:: WAT WORDT GEVRAAGD ::
Schrijf het vervolg van de tekst over tiny houses, aansluitend op de laatste zin.

:: FRAGMENT ::

□ □ □

Tiny houses hebben de toekomst!?
Steeds vaker horen we over de relatief nieuwe woonvorm: tiny house. Zeker ook door de krapte op de woningmarkt zijn tiny houses steeds populairder aan het worden. Dit omdat ze eenvoudig te plaatsen (en te verwijderen) zijn, op locaties geplaatst kunnen worden waar normale woningen onvoldoende ruimte hebben én omdat deze betaalbaar zijn in vergelijking met een reguliere koopwoning. Ook hebben mensen met een tiny house meer vrijheid en hebben deze woningen een ‘tijdelijk karakter’
Een tiny house is een kleine woning, van meestal maximaal 50 vierkante meter. Ondanks het tijdelijke karakter is de woning wel bedoeld voor permanente bewoning. Een tiny house wordt op een locatie gerealiseerd en is veelal bedoeld om voor een bepaalde tijd (vaak maximaal 10 jaar) te blijven staan. Een tiny house lijkt dus een makkelijke oplossing voor het woningprobleem in Nederland, maar is dit (juridisch gezien) wel écht zo makkelijk?

□ □ □

:: AANGELEVERD MATERIAAL ::
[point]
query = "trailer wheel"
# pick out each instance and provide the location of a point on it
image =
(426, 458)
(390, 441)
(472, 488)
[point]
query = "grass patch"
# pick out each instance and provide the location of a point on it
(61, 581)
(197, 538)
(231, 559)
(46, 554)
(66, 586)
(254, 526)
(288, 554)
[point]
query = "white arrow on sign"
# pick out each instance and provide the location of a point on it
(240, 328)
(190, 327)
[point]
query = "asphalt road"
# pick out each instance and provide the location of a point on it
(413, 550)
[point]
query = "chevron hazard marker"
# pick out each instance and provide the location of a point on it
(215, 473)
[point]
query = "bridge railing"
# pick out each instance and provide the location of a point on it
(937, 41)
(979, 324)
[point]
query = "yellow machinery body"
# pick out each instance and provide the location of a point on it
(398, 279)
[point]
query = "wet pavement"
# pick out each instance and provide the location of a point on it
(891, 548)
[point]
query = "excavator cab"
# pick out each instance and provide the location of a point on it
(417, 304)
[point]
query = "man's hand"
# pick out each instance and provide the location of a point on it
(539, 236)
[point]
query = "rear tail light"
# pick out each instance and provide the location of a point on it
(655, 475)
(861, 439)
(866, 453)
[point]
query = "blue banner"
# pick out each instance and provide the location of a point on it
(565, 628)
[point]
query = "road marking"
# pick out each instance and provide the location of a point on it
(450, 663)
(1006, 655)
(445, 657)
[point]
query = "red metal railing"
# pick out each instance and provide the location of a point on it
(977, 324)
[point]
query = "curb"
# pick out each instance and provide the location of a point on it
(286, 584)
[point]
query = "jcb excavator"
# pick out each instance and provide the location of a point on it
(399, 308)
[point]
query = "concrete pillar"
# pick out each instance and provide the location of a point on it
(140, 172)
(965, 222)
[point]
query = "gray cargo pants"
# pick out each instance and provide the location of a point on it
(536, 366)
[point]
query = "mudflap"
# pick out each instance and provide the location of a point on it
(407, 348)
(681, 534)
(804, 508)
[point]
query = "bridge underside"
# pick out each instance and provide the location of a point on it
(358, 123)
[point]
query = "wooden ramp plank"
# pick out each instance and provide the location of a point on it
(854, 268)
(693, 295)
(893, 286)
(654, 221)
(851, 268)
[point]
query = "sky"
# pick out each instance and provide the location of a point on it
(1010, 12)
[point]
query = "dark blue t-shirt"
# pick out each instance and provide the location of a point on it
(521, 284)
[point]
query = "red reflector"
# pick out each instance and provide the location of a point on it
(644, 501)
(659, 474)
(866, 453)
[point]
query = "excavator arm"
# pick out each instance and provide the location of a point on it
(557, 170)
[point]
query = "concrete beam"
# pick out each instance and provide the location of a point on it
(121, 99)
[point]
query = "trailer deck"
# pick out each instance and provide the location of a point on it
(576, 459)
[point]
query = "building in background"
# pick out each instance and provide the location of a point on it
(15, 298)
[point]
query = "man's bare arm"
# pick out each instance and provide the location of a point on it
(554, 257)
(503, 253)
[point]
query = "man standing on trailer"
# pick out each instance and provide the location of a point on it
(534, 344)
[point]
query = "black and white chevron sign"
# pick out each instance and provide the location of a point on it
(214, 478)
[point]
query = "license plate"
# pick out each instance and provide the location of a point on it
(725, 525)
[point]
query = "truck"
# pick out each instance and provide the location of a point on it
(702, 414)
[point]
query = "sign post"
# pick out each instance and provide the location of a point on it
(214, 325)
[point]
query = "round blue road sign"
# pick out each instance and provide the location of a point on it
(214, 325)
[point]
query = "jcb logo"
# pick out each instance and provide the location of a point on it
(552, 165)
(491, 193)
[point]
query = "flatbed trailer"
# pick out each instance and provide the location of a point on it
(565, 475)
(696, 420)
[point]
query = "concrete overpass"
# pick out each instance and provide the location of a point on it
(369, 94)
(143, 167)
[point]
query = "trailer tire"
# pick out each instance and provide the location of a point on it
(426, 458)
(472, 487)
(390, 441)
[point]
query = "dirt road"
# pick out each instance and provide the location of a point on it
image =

□ □ □

:: VERWACHT ANTWOORD ::
Voorwaarden voor het bouwen van een tiny house
Een tiny house kan vanzelfsprekend niet zomaar op elke locatie gerealiseerd worden. Hiervoor moet eerst aan allerlei wet- en regelgeving worden voldaan. Om een tiny house te kunnen realiseren is er een omgevingsvergunning voor het bouwen van een bouwwerk nodig. In sommige gevallen moet er worden afgeweken van het bestemmingsplan met een omgevingsvergunning of zal er een geheel nieuw bestemmingsplan moeten worden opgesteld.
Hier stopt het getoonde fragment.